### JOB 1
Reproduce the stretch of the listing from the line containing "of the pickup" through its end, changing "rear" to "back" and leaving everything else as it is.

### TEXT SEGMENT
↓↓↓

The best is not behind us, it lies ahead. We celebrate that we are those who live after Jesus, the incarnate Son of God has come and shown us the fullness of God in flesh. We rejoice that the Spirit of God has now come and indwells those who have put their trust in Jesus Christ. And we look forward to the second coming of Jesus, who will judge “the living and the dead” (2 Tim 4:1). For the Christian, the ultimate “good days,” lie ahead in glory, not in the past.
Straight Down
The Christian is also to pay attention to the day we live in. Every day is the day we are called to, a day that is lived in light of the past that God has graciously brought us through, and in expectation of the immanent return of Jesus.
The author of Hebrews urges us to attend to today. He says, “Take care, brothers, lest there be in any of you an evil, unbelieving heart, leading you to fall away from the living God. But exhort one another every day, as long as it is called ‘today,’ that none of you may be hardened by the deceitfulness of sin. For we have come to share in Christ, if indeed we hold our original confidence firm to the end” (Heb 3:12-14). The sobering echo of today causes a pause for internal reflection.

↑↑↑

### JOB 2
In the devotional text, whose author urges readers to attend to today?

### GIVEN RECORDS
↓↓↓

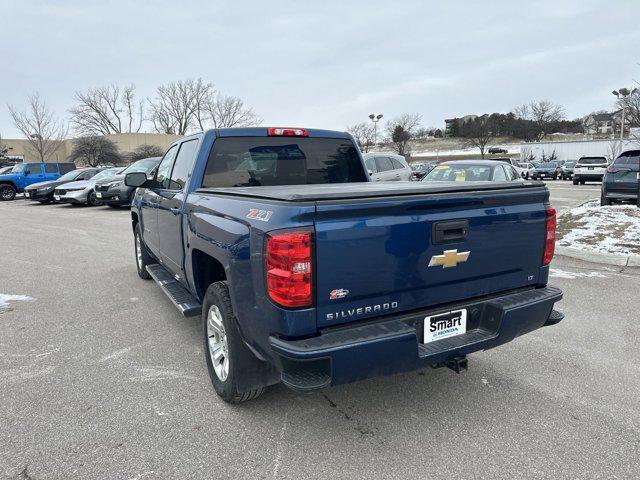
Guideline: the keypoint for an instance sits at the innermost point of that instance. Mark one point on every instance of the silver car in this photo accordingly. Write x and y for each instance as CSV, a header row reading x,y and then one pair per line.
x,y
82,192
386,167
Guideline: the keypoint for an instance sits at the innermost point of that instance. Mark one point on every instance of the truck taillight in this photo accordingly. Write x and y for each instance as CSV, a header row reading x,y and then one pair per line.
x,y
550,237
289,266
287,132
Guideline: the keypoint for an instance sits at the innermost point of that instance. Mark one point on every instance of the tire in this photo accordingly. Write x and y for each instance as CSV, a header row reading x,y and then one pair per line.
x,y
143,257
222,337
92,201
7,193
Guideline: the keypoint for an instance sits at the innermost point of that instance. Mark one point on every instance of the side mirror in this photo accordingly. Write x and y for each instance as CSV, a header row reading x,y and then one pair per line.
x,y
135,179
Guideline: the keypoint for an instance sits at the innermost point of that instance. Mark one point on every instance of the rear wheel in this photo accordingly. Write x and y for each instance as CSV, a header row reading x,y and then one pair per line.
x,y
7,192
143,257
223,345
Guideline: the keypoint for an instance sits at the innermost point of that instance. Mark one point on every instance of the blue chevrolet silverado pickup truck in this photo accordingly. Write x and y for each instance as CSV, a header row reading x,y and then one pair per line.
x,y
305,272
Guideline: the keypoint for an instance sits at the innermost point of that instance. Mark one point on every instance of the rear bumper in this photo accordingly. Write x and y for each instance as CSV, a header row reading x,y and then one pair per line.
x,y
40,196
79,196
613,193
392,345
116,197
593,177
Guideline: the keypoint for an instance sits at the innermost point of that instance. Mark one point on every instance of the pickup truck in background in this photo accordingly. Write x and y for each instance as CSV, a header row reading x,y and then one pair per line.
x,y
305,272
24,174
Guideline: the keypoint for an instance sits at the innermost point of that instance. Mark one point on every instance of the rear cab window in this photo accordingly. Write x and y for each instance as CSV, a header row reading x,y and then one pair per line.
x,y
33,169
265,161
384,164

↑↑↑

### FINISHED ANSWER 1
Guideline: the keypoint for an instance sits at the innermost point of that instance. Mark one point on every instance of the pickup truck in background in this photo accordingly. Write x and y for each instance as CSV, a header row reading x,y and then one pair per line.
x,y
305,272
24,174
Guideline: the keypoint for an instance sits at the innermost point of that instance. Mark one point on every instance of the back cab window in this photo accordingly. Write x and y for each instance as CSV, a header row reading x,y and then one pair per line.
x,y
33,169
265,161
384,164

### FINISHED ANSWER 2
The author of Hebrews.